To do: For this exercise, return the line containing "Would you be able to point to the chain" and every line after it through the end of the records below, without alteration.

Dataset entries:

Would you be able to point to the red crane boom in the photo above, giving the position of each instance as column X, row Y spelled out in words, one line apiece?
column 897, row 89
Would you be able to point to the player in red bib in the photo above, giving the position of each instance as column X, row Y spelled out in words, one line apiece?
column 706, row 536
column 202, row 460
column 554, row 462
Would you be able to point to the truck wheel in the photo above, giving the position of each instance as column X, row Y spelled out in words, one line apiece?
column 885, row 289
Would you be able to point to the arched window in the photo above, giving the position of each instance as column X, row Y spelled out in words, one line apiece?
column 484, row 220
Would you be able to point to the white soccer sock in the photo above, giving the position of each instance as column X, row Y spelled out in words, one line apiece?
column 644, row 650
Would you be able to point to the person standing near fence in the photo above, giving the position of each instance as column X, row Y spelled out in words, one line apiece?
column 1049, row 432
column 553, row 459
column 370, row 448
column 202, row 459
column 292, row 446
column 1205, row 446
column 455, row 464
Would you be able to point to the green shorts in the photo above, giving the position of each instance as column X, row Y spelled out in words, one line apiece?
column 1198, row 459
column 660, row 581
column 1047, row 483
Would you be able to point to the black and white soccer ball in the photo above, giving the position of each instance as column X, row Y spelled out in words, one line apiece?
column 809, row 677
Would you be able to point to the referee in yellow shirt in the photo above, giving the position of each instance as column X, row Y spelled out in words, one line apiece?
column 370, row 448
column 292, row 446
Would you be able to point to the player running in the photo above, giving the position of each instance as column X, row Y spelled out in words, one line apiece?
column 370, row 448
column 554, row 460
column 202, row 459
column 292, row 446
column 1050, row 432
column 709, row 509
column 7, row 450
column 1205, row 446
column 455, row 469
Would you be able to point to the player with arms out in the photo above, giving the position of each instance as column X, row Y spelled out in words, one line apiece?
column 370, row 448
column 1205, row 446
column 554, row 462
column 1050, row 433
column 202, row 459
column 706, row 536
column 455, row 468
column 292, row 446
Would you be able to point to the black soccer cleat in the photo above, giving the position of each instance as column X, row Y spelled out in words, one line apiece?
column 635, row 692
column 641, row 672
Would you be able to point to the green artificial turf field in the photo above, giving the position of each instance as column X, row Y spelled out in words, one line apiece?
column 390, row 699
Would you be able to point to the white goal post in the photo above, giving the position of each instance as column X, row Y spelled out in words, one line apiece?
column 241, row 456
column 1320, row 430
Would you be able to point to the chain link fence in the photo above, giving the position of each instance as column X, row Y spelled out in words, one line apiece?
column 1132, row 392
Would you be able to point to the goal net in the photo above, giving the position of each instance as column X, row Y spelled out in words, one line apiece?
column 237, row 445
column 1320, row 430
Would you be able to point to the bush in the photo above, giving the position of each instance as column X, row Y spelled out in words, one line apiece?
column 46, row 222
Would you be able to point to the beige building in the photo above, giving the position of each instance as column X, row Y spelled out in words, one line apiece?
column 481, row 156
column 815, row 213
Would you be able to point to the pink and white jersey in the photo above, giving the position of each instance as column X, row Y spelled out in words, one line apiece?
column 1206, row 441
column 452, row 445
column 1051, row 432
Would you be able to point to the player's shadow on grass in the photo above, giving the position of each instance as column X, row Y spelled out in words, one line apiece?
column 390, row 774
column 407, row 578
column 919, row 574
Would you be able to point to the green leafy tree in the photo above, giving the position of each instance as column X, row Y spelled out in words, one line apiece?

Answer space:
Would you be able to point to the chain link fence in the photo above, giving the position of each instance as column X, row Y spelled out in words, one line apiece?
column 1132, row 392
Would you be able to point to the goal net in the photo above, giving the position of each instance as column X, row Y spelled out in words, one line apiece?
column 237, row 445
column 1320, row 430
Would you be able to point to the bush in the photo above, giving the position of each instance as column X, row Y spelled out in words, one line apiece?
column 46, row 222
Would you be able to point to the beige building in the photo above, giving the position of each instance as column X, row Y spelled out in words, one line apiece?
column 481, row 156
column 815, row 213
Would you be able to point to the pink and white jersey in the photo above, giving the position of each instance as column X, row Y spelled out in words, one line apiece?
column 1206, row 441
column 452, row 445
column 1051, row 432
Would you be able to point to the player's shadow on grass in the photo above, giving the position of each instance as column X, row Y spelled out in words, one line apiece?
column 390, row 774
column 407, row 578
column 919, row 574
Would you be able to point to the green leafy tree in the photo above, giving the position of each instance as column X, row Y spelled out in words, one line apiece?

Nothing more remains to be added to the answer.